EXERCISE GOAL:
Begin at the line that has "the lane divider" and stop after the line that has "522;13;553;30". Rewrite those lines with "bounding box" swapped for "bounding rectangle" and everything else left as it is.

MATERIAL FOR THE TASK:
============================================================
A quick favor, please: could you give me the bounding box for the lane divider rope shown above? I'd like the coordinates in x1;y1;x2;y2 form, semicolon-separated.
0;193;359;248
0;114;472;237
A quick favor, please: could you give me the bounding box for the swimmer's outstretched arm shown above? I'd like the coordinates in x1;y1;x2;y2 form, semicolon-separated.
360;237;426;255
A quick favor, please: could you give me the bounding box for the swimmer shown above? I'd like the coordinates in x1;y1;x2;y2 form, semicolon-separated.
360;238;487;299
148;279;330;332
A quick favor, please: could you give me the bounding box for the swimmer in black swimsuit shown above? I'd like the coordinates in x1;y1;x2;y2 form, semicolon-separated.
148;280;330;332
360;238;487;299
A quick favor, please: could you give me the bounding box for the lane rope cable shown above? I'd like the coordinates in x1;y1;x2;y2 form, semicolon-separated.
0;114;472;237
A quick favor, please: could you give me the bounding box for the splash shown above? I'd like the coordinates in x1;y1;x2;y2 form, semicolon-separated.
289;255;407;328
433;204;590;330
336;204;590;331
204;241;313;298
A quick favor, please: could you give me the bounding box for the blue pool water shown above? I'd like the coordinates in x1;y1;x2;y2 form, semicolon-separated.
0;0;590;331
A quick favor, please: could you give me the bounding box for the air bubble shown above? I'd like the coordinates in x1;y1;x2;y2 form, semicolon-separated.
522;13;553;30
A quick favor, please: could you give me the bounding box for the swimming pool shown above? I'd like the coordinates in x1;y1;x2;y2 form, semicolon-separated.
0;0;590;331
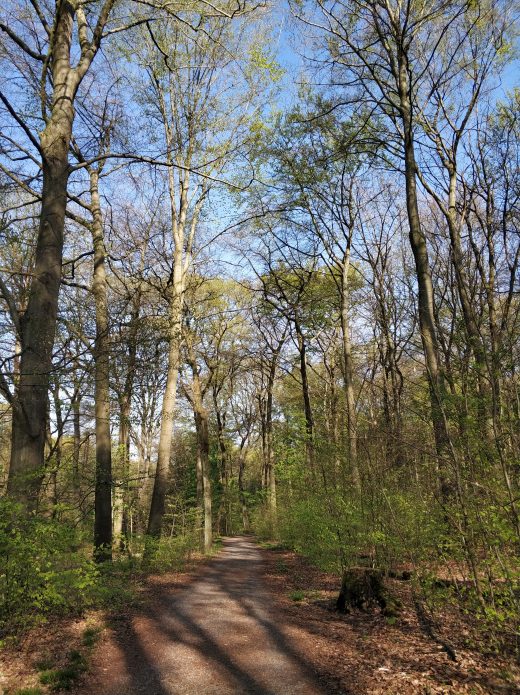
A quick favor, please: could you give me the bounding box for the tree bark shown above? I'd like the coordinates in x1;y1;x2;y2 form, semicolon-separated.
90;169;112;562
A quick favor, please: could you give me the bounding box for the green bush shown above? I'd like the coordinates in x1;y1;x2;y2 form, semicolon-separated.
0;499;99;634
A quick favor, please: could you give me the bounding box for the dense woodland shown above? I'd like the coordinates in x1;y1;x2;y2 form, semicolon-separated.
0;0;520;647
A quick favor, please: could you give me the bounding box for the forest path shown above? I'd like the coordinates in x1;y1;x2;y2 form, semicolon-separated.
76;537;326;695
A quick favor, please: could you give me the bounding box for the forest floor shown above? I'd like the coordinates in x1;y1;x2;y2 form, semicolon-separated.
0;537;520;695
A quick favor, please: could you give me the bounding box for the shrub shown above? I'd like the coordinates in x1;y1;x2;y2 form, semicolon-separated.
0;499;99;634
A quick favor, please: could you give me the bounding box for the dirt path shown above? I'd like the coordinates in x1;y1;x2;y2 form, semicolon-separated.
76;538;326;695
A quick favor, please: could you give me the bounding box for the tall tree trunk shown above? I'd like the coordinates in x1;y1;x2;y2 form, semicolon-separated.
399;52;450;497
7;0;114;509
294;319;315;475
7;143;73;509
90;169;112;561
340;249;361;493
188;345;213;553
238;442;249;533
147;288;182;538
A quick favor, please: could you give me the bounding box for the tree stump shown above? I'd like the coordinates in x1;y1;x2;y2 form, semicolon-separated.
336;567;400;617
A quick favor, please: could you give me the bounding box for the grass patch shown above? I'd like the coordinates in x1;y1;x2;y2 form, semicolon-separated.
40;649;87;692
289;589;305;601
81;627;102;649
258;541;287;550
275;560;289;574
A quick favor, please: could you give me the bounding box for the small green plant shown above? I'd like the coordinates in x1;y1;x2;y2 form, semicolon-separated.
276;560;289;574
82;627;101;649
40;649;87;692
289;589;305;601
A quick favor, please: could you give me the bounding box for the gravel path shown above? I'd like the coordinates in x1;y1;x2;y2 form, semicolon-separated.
============================================================
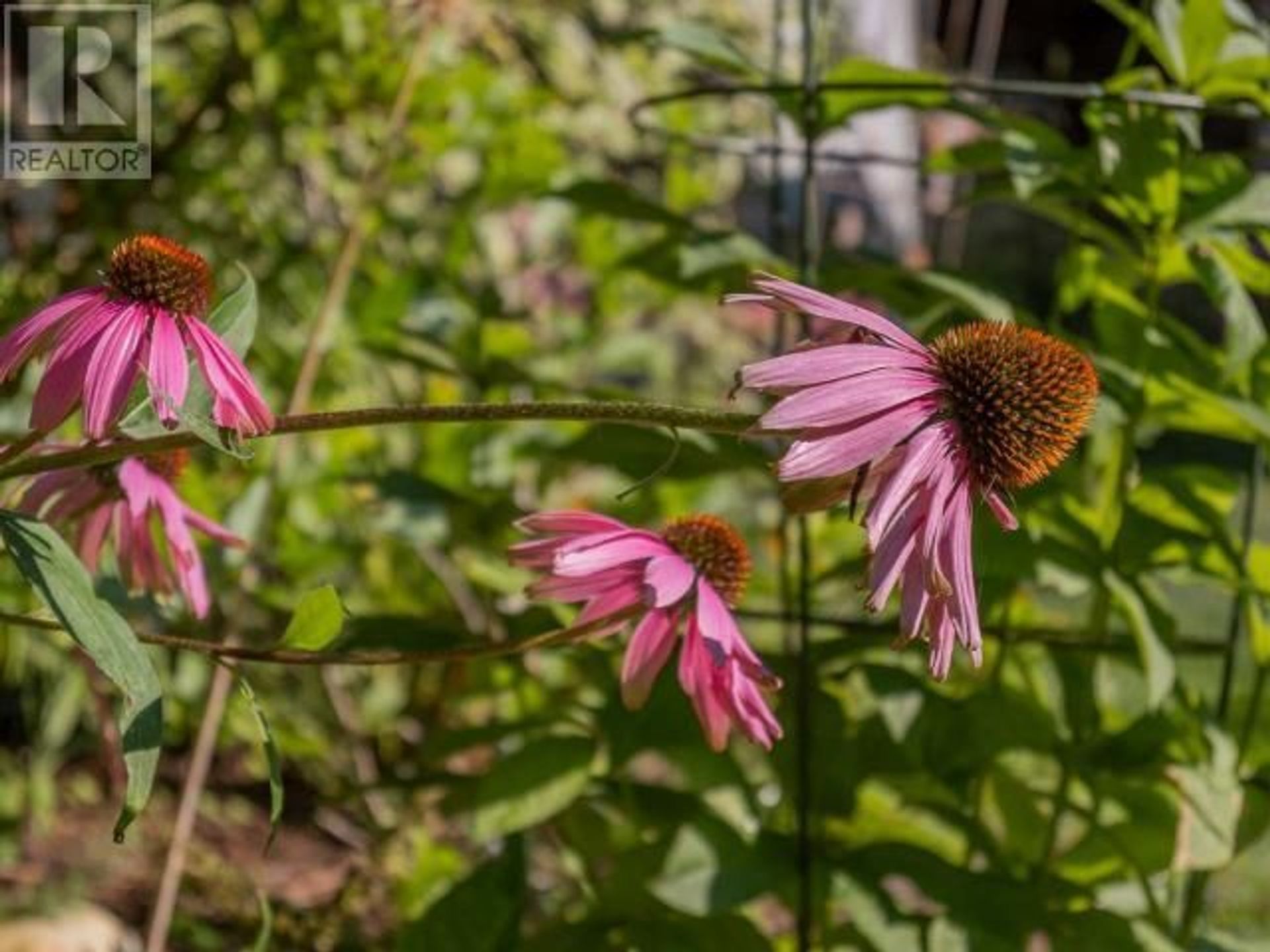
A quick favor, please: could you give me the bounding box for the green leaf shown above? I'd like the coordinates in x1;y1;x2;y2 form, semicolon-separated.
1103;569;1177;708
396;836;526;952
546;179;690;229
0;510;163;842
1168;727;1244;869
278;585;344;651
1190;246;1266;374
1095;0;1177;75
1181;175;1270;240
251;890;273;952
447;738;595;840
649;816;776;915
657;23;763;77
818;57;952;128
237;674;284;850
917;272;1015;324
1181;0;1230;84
============================================================
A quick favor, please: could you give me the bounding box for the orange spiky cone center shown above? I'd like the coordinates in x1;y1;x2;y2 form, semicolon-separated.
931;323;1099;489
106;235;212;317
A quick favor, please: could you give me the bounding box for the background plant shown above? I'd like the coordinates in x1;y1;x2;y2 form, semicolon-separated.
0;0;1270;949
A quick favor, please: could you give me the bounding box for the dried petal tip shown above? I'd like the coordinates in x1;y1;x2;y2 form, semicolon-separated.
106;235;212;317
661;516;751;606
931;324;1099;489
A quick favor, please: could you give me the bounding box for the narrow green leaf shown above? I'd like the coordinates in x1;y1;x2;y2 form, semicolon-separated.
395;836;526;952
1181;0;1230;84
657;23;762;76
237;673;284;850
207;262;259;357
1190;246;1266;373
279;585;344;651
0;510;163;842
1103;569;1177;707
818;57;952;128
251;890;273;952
============================================================
SOLUTION TO THE EXERCISE:
A quick favor, please: could you give me the bounding rectangle for the lane divider rope shown above? I'd like the coordinates in x1;y1;x2;y2 form, semicolon-separated.
0;193;359;248
0;114;472;237
A quick favor, please: could you give me the bounding rectangle for the swimmer's outstretched arm shown above? I'd like the coordinates in x1;y1;x2;y2 form, semicolon-separated.
360;237;426;255
A quick favor, please: could you give me the bounding rectangle for the swimmer shown above? I'd like the coordinates in x1;y1;x2;y2 form, semicolon-separated.
360;238;487;299
148;279;330;332
A quick favor, please: could you give me the bounding rectangle for the swimmer in black swimsuit shown above? I'd like the coordinates in x1;y1;x2;y2 form, semicolon-separated.
148;280;330;332
360;238;487;299
A quick favor, please: could you give me the bounding rectangle for the lane rope cable shown above? I'd like the coordinates in x1;y1;x2;y2 form, semicolon-separated.
0;114;472;237
A quick favor, please: could you give me the bounding rectangle for the splash shown above? I'd like the coordinates in x1;y1;x2;y2 form, semicolon-separated.
289;255;407;328
433;204;590;330
336;204;590;331
204;241;313;298
A quick favor, please: could you give me the bounding rectangle for the blue pool water shown above? I'd like the coordinates in x1;y1;x2;y2 form, semicolon-separated.
0;0;590;331
A quick favor, please: could you give me the bounding rectangle for the air bubble shown above? I'd like the coordinates in x1;y1;x2;y2 form, semicolon-separated.
522;13;553;30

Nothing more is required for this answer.